▸ **WHAT THIS TASK INVOLVES**
Return the lines from the line containing "Give them as" onward. Each must match exactly, and the last line of the listing below must be included.

▸ **SUPPLIED INFORMATION**
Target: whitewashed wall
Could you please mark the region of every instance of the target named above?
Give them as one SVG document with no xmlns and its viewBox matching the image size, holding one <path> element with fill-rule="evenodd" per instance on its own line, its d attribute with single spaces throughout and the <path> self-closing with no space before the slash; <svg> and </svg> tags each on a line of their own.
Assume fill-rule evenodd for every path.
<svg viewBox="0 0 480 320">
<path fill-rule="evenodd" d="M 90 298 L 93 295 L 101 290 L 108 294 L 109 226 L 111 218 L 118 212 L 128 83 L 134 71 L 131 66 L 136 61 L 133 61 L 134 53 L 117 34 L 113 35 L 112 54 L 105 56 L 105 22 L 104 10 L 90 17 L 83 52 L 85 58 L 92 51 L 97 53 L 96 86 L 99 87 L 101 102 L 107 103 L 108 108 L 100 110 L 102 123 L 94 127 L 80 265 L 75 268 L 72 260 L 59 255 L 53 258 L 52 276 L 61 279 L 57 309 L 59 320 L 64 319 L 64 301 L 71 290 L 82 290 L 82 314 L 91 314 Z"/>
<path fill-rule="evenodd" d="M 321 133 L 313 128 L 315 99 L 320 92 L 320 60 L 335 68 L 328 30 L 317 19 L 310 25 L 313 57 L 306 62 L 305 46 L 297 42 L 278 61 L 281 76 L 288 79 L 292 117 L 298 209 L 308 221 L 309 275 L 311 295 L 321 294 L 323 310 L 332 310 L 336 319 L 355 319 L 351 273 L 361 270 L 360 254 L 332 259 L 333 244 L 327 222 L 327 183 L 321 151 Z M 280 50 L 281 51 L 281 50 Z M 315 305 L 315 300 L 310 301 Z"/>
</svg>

▸ **EXPECTED ANSWER**
Give them as one SVG document with no xmlns and its viewBox matching the image size, holding one <path> element with fill-rule="evenodd" per instance on its own line, its d attribute with single spaces throughout and the <path> self-closing with no space before the slash; <svg> and </svg> tags each on a line of their own.
Assume fill-rule evenodd for every path.
<svg viewBox="0 0 480 320">
<path fill-rule="evenodd" d="M 90 298 L 93 295 L 101 290 L 108 294 L 109 226 L 111 218 L 118 212 L 128 83 L 134 71 L 131 66 L 136 61 L 133 61 L 134 53 L 117 34 L 113 35 L 112 54 L 105 56 L 105 22 L 104 10 L 90 17 L 83 52 L 85 58 L 92 51 L 97 53 L 96 86 L 99 87 L 101 102 L 107 103 L 108 108 L 100 110 L 102 123 L 94 127 L 80 265 L 75 268 L 72 260 L 59 255 L 53 258 L 52 276 L 61 279 L 57 309 L 59 320 L 64 319 L 64 301 L 71 290 L 82 290 L 82 314 L 91 314 Z"/>
<path fill-rule="evenodd" d="M 321 133 L 313 128 L 315 99 L 320 92 L 320 60 L 335 68 L 328 30 L 317 19 L 310 25 L 313 57 L 306 62 L 305 46 L 297 42 L 278 61 L 281 76 L 288 79 L 292 117 L 298 209 L 308 221 L 309 275 L 311 295 L 321 294 L 323 310 L 332 310 L 336 319 L 355 319 L 351 273 L 361 270 L 360 254 L 332 259 L 333 244 L 327 222 L 327 183 L 321 151 Z M 280 50 L 281 51 L 281 50 Z M 315 305 L 315 300 L 310 301 Z"/>
</svg>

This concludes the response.